Lines with the word "shoreline" in them must be copied from the records below.

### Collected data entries
▬▬▬▬▬▬▬▬▬▬
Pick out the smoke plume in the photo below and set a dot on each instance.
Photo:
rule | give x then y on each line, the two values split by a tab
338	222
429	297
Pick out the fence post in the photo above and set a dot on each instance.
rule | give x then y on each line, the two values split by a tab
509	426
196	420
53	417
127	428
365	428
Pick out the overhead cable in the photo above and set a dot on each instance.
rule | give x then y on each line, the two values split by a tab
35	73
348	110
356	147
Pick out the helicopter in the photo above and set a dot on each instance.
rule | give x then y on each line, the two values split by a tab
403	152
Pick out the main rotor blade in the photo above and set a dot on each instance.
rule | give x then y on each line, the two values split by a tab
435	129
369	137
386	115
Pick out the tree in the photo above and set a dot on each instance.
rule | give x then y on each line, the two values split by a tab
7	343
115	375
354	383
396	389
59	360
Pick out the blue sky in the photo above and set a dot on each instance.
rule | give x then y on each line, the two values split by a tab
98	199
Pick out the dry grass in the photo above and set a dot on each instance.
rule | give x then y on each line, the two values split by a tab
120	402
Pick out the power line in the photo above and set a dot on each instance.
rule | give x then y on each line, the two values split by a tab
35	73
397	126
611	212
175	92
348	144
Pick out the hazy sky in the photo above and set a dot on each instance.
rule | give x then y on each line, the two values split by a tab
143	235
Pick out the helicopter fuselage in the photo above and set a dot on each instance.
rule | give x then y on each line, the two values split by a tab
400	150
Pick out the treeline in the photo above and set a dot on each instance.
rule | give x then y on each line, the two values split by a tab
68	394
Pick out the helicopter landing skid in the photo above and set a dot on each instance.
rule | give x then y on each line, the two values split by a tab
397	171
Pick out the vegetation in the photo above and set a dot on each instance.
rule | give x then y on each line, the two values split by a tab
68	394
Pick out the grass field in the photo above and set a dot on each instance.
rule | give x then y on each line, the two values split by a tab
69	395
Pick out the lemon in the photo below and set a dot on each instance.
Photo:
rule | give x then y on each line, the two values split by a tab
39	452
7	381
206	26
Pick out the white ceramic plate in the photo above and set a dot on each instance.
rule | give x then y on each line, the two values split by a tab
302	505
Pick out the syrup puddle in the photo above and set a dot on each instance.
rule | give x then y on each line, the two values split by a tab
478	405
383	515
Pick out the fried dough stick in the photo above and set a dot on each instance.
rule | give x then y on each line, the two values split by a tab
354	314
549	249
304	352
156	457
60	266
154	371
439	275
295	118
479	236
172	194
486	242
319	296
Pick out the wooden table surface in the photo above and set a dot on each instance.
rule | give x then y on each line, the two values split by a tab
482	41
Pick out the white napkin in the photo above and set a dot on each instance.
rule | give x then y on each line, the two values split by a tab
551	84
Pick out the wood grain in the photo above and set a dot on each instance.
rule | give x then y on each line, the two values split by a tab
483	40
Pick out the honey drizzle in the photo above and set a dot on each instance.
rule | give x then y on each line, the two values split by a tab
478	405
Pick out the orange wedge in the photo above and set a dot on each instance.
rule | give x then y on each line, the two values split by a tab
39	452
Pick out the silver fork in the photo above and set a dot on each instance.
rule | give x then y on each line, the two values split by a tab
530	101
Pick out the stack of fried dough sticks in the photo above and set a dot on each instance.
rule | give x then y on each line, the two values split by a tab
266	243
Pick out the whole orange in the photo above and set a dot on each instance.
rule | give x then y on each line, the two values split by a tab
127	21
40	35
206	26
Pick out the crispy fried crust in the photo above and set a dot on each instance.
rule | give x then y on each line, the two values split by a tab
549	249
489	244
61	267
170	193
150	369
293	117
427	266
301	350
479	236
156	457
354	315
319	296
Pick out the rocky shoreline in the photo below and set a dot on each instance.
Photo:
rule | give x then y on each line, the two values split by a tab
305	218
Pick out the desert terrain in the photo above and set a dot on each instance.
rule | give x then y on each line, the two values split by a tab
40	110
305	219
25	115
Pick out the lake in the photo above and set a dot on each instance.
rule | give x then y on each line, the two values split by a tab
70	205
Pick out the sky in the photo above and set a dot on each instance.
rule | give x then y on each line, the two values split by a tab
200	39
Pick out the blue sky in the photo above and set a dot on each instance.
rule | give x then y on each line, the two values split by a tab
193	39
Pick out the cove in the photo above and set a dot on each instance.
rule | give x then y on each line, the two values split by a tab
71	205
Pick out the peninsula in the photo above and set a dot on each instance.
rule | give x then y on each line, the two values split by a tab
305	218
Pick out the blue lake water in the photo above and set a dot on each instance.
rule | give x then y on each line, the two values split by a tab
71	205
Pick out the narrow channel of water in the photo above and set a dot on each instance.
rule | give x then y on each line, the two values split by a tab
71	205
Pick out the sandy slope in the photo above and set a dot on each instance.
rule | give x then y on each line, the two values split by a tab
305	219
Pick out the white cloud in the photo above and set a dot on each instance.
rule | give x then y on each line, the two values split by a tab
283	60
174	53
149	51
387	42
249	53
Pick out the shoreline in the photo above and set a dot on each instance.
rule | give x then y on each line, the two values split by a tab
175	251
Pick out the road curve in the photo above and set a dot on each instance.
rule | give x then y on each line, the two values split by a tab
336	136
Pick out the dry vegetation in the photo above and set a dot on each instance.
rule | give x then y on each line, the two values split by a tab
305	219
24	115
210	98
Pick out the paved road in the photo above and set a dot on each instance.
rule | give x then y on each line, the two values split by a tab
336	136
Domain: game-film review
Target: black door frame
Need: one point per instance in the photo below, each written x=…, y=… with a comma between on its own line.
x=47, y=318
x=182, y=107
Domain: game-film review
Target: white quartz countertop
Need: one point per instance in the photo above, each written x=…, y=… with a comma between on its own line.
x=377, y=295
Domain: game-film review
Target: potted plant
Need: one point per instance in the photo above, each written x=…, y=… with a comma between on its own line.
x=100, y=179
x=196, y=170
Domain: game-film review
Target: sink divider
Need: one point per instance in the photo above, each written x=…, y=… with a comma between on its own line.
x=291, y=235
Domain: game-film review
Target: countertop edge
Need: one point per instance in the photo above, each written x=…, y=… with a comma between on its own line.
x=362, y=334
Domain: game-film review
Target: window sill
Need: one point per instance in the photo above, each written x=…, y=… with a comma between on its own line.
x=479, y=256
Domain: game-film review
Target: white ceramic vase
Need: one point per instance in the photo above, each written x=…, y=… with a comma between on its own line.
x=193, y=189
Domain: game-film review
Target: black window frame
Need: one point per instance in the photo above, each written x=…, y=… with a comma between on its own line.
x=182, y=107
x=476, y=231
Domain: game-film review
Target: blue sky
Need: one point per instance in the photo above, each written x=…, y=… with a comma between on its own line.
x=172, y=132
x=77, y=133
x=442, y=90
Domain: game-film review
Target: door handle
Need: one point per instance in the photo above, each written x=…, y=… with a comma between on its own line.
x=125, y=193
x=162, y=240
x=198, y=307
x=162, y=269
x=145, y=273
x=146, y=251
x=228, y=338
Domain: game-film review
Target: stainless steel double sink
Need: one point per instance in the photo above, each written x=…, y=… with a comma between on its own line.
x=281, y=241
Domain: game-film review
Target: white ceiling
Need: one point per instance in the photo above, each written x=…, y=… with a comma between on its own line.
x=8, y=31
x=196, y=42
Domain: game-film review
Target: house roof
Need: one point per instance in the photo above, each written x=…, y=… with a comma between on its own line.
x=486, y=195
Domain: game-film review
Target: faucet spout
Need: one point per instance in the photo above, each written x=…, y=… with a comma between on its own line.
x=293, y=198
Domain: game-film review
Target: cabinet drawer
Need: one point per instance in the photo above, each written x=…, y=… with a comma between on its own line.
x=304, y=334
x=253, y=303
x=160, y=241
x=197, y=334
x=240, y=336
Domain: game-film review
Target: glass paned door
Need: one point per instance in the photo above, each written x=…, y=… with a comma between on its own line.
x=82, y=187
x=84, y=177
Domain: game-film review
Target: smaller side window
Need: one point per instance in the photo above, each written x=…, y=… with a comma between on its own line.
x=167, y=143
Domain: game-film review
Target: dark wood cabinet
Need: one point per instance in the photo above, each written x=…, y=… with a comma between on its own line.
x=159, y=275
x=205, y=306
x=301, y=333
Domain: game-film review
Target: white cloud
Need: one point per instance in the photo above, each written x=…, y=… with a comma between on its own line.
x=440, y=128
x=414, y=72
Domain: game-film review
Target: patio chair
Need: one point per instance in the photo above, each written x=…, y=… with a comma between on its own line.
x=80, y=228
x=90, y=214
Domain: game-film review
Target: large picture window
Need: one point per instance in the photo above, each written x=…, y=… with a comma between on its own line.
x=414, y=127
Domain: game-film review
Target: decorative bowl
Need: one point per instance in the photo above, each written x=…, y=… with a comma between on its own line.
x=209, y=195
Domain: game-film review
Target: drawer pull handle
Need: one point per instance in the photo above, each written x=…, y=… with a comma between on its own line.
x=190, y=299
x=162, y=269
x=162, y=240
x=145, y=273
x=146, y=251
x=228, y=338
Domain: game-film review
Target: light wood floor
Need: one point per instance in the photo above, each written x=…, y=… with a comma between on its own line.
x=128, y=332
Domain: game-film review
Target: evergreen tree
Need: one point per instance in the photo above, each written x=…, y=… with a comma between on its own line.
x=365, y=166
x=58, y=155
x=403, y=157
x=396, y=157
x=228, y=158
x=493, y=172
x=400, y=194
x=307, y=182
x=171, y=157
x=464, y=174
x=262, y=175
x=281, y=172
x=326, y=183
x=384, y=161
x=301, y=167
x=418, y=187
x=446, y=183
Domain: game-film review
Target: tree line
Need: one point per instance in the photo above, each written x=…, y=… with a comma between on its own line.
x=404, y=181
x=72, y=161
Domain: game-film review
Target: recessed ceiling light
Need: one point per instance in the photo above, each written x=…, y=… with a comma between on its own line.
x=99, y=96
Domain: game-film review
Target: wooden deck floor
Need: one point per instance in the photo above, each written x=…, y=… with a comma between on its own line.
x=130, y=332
▬▬▬▬▬▬▬▬▬▬
### Written reply
Pick out the rocky shoreline in the photo below and set a dot on each instance.
Pick out the shoreline in the photo above and set a dot on each instance.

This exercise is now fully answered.